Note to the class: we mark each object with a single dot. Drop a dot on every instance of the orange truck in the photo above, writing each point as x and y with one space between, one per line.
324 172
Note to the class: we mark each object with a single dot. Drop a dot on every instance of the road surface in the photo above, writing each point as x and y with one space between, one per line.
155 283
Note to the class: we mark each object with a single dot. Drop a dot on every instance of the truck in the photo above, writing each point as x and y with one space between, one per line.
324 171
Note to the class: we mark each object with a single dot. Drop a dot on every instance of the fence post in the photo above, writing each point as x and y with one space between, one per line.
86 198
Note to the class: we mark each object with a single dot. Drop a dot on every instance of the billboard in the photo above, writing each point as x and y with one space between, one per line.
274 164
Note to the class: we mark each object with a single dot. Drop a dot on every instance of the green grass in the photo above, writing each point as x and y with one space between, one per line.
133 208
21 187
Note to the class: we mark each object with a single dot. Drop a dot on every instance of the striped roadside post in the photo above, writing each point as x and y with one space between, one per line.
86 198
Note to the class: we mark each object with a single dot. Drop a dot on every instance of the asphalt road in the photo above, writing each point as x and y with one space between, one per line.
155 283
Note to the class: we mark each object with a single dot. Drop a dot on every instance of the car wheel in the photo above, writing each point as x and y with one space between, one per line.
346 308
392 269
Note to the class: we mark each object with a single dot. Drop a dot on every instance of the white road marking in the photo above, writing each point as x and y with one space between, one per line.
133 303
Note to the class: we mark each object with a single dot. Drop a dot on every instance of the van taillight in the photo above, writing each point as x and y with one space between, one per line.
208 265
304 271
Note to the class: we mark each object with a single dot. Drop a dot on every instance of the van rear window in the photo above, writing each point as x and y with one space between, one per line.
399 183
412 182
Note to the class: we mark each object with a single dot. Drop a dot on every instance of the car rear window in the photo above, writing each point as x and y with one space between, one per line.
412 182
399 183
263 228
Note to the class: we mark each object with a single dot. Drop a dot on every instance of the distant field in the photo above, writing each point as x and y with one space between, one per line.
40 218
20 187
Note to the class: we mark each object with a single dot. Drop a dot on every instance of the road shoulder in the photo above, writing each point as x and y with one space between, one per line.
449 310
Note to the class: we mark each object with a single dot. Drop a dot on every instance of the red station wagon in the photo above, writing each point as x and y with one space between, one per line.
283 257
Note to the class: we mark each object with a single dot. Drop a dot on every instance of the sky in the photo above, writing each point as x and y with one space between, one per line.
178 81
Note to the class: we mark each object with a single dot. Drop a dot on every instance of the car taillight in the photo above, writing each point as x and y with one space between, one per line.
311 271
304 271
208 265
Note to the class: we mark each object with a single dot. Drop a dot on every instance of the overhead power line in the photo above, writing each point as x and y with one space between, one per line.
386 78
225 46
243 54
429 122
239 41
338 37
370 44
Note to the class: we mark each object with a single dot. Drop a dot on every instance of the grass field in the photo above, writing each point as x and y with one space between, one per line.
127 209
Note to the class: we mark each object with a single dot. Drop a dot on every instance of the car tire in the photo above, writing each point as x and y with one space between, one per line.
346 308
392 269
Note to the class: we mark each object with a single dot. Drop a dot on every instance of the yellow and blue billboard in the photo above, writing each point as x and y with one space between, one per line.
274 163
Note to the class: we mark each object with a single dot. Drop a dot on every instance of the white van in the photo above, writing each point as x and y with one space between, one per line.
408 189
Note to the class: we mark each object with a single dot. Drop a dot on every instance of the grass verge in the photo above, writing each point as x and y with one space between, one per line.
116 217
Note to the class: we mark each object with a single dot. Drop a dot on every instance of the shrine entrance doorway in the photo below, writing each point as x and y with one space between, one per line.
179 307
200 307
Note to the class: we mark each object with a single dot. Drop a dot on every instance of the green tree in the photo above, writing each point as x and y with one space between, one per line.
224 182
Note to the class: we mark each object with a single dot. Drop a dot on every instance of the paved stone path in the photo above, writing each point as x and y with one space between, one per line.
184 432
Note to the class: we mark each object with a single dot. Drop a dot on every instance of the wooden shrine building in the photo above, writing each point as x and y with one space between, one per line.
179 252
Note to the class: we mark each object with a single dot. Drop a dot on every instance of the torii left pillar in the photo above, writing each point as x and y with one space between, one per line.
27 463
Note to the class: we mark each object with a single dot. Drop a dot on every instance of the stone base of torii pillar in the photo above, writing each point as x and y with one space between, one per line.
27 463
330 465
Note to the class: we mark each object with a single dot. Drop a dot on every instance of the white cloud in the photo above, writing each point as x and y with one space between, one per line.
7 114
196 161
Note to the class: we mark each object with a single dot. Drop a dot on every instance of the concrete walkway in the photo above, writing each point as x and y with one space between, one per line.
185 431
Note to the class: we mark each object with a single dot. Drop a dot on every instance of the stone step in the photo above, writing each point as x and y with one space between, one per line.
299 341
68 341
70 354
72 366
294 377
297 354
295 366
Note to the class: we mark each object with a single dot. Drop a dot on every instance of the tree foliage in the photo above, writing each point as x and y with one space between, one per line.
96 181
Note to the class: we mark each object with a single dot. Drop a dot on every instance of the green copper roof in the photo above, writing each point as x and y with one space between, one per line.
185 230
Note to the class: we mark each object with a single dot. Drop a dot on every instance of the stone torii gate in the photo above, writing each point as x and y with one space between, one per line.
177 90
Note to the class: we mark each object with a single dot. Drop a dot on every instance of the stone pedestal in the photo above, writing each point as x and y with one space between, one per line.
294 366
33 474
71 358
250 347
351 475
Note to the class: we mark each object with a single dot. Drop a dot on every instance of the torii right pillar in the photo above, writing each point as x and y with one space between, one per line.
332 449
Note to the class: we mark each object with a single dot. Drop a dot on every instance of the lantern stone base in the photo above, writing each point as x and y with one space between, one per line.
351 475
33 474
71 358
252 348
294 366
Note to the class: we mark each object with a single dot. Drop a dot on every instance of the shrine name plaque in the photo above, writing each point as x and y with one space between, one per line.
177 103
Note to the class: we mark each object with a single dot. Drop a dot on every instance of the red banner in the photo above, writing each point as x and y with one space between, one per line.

Exercise objective.
Repeat the records, every one of them, without any deviation.

Result of this task.
Note to the class: we mark each object with a single dot. Drop a dot on every instance of the orange truck in the photo above, writing each point as x and y with one space between, one per line.
324 172
Note to the class: we mark each object with a single dot. Drop a dot on every instance of the road surface in the photo above, writing each point as x and y with one space between, one per line.
155 283
Note to the class: we mark each object with a single dot. Drop a dot on every instance of the truck in the photo above, writing each point as x and y with one space between, one per line.
324 171
Note to the class: we mark each object with a single dot. Drop a dot on every instance of the fence post in the photo above, writing each point as x and y with one space between, one per line.
86 198
Note to the class: we mark each object with a single dot. Drop a dot on every instance of the billboard in the photo above, writing each point as x and y with one space between, one per line.
274 164
Note to the class: we mark each object with a single dot. Drop a dot on every instance of the green grass in the photo above, writing each point as x and y with one space between, one per line.
133 208
21 187
Note to the class: we mark each object with a single dot. Drop a dot on every instance of the striped roadside post in the photo above, writing each point as x and y with one space between, one per line.
86 198
Note to the class: we mark each object with a single dot. Drop a dot on every instance of the asphalt road in the photo above, writing each point as x and y with one space between, one per line.
155 283
Note to the class: we mark each object with a single dot. Drop a dot on every instance of the car wheel in the photo above, writing each point as x and y with one space between, one per line.
346 308
392 269
Note to the class: we mark each object with a single dot. Drop a dot on every instance of the white road marking in the photo above, writing each point as x and y with one space between, one per line.
133 303
Note to the class: we mark each object with a single dot. Drop a dot on every instance of the van taillight in the photo above, writing each point as x and y with one space between, one per line.
208 265
304 271
Note to the class: we mark each object with a single dot. Drop a dot on every instance of the van rear window in the photo above, writing each point as x and y with one space between, one per line.
399 183
412 182
Note to the class: we mark each object with a single dot. Drop a dot on every instance of the car rear window in the photo above, writing each point as x and y with one space between, one per line.
412 182
399 183
263 228
Note to the class: we mark each object with a single dot. Drop a dot on every instance of the distant field in the photo above, writing each point as x and y with one space between, one per line.
40 218
20 187
Note to the class: we mark each object with a single dot. Drop a dot on every instance of the road shoulder in the photo above, writing each point as x and y with one space between, one per line.
449 310
Note to the class: we mark each object with a single dot. Drop a dot on every instance of the red station wagon in the photo above, writing each point as x and y with one space between, one per line.
283 257
Note to the class: we mark each object with a single dot. Drop a dot on every instance of the sky in the photo above, writing each point as x and y with one space between, one per line.
178 81
Note to the class: we mark each object with a single dot. Drop a dot on every instance of the car taillight in the photo above, writing each point as x and y with one space between, one per line.
311 271
304 271
208 265
Note to the class: we mark each object with a single dot. Drop a dot on every instance of the overhead power line in the photo above, writing each point as x and y with one space between, one per line.
386 78
225 46
243 54
429 122
239 41
338 37
370 44
Note to the class: we mark each object with a single dot. Drop a dot on every instance of the grass field in the photo above, writing each point as x and y with one space between, one per line.
127 209
Note to the class: we mark each object with a single dot. Drop a dot on every instance of the car tire in the photo above, writing each point as x and y with one space between, one per line.
346 308
392 269
Note to the class: we mark each object with a single dot. Drop a dot on every instance of the yellow and blue billboard in the photo above, writing each point as x and y with one space between, one per line.
274 163
Note to the class: we mark each object with a single dot. Drop a dot on every instance of the white van in the photo above, writing each point as x and y with one space between, one per line.
408 189
Note to the class: we mark each object with a single dot. Drop a dot on every instance of the grass verge in the photo above, writing each point as x and y with one space between, one per line.
116 217
Note to the class: we mark each object with a single dot. Drop a dot on every instance of the shrine entrance doorway in the photo below, writing each point as x and y with one space between, one per line.
179 307
200 307
Note to the class: we mark each object with a single dot. Drop a dot on every instance of the green tree in the photo above, writing each point as x and y with one space between, one per line.
224 182
Note to the class: we mark each object with a single dot. Drop a dot on every instance of the paved stone path in the photo above, writing each point as x and y with one space between, one per line.
184 432
Note to the class: we mark each object with a single dot. Drop a dot on every instance of the wooden shrine building in the photo above, writing each point as x and y with one space between, one per line.
179 252
Note to the class: we mark each object with a single dot. Drop a dot on every instance of the torii left pillar in the photo above, writing each point as x and y with one space between, one per line.
27 463
Note to the class: we mark each object with a single dot. Drop a dot on every instance of the stone base of torii pillar in the photo above, writing each point as x and y with one space between, one per line.
27 463
330 465
Note to the class: we mark each object with a single dot. Drop a dot on every instance of the white cloud in the photo above, writing each point as x and y with one space between, one per line.
7 114
196 161
Note to the class: we mark each object with a single dot. Drop a dot on every instance of the concrete walkway in the photo above, writing each point as x and y with one space between, one per line.
185 431
Note to the class: we mark each object with a single dot. Drop a dot on every instance of the stone step in the photo above, writing each point as x and y with one space between, one per line.
299 341
68 341
70 354
72 366
294 377
297 354
295 366
Note to the class: we mark each object with a single dot. Drop a dot on every instance of the tree foliage in the photo above, writing each point as x and y with one space between, one per line.
96 181
Note to the class: we mark each object with a single dot. Drop a dot on every instance of the green copper roof in the photo above, writing each point as x and y with one space between, one per line.
185 230
Note to the class: we mark each object with a single dot. Drop a dot on every instance of the stone torii gate in the photo above, writing each point as x and y with one space between, one per line.
177 90
Note to the class: we mark each object with a single dot. Drop a dot on every instance of the stone pedestal in the photo above, writing each point as x and y with one space between, one per line.
294 366
33 474
71 358
250 347
351 475
Note to the class: we mark each object with a single dot. Drop a dot on every instance of the torii right pillar in the photo above, writing each point as x and y with one space between, one per line.
332 449
Note to the class: we mark each object with a single dot. Drop a dot on every instance of the lantern stone base in the photo above, writing each point as x and y with one space between, one per line.
351 475
33 474
71 358
252 348
294 366
Note to the class: we mark each object with a single dot. Drop a dot on every instance of the shrine name plaque in the photo above, writing each point as x and y with one space between, one per line.
177 103
Note to the class: we mark each object with a single dot. Drop a dot on every instance of the red banner in the photo above, writing each point as x and y with one space between, one per line.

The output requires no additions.